== EXERCISE INSTRUCTIONS ==
The records below are to be repeated in full, exactly as they are.

== DATA TO USE ==

──────────

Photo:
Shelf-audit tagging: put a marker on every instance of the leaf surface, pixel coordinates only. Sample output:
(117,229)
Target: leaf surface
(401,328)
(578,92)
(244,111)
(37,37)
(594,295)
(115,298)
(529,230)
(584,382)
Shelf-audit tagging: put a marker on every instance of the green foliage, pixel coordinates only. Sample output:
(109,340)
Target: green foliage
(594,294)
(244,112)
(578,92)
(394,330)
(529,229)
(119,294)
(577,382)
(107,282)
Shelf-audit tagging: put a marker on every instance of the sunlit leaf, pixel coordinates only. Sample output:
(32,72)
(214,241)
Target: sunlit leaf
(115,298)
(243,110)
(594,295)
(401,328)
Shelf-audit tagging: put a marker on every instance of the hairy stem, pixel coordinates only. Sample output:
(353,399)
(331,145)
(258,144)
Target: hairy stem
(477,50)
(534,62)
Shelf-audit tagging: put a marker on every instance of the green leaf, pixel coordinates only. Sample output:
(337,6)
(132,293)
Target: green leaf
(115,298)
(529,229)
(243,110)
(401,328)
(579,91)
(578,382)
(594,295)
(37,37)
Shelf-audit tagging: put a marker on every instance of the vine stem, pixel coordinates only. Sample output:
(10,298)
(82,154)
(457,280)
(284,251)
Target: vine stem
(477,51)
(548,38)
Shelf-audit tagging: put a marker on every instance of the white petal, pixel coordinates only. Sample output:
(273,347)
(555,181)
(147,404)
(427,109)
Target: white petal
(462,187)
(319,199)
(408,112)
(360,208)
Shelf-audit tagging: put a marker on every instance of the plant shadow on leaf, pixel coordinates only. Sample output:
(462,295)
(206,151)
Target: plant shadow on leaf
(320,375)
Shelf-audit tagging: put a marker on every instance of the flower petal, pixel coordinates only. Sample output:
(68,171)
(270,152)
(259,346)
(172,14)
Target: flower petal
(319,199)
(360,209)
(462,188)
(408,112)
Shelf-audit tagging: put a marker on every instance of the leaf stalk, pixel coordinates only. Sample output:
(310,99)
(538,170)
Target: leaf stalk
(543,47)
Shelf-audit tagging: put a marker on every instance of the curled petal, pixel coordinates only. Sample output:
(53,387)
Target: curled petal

──────────

== RESULT ==
Photo:
Shelf-audit tagging: put a marker on every instance of the leaf surface, pixel coordinates only. Sample output:
(117,229)
Target: leaf surface
(401,328)
(578,92)
(244,111)
(37,37)
(594,295)
(115,298)
(529,230)
(584,382)
Shelf-audit tagging: put a marker on every instance of the green foliage, pixel coordinates only. Sample output:
(109,340)
Target: green foliage
(594,294)
(244,112)
(578,92)
(394,330)
(529,229)
(119,294)
(577,382)
(107,282)
Shelf-audit tagging: put a marker on every instance of the sunlit leaf, pixel coordinates only. Sample output:
(32,72)
(214,241)
Target: sunlit leaf
(115,298)
(243,110)
(594,295)
(401,328)
Shelf-audit tagging: put a marker on every instance of the hairy stem, pixel coordinates only. Sample output:
(353,399)
(331,145)
(258,144)
Target: hairy stem
(477,50)
(534,62)
Shelf-audit tagging: put a marker on every instance of the green leaf, pixel coordinates only. Sample output:
(337,6)
(132,293)
Target: green leaf
(115,298)
(529,229)
(243,110)
(401,328)
(579,91)
(578,382)
(594,295)
(37,37)
Shelf-audit tagging: put a marker on every instance of the vine stem, pixel coordinates only. Sample output:
(10,298)
(82,154)
(457,280)
(284,251)
Target: vine stem
(477,51)
(548,38)
Shelf-audit tagging: put a marker on every instance of the white petal, pixel coordinates only. Sample output:
(273,347)
(555,181)
(147,404)
(427,109)
Target: white petal
(462,187)
(319,199)
(408,112)
(360,208)
Shelf-audit tagging: put a marker on every instance of the plant shadow on leaf, pixel coordinates only. Sample output:
(462,295)
(206,151)
Target: plant shadow on leaf
(320,375)
Shelf-audit tagging: put a marker on every instance of the flower petal, pixel coordinates only. Sample output:
(68,171)
(270,152)
(259,346)
(172,14)
Target: flower petal
(319,199)
(360,209)
(462,188)
(408,112)
Shelf-audit tagging: put a marker on every instance of the leaf stalk, pixel coordinates only. Sample output:
(310,99)
(538,170)
Target: leaf stalk
(543,47)
Shelf-audit tagging: put a marker on every instance of the curled petal, pixel coordinates only. Sample output:
(53,387)
Target: curled petal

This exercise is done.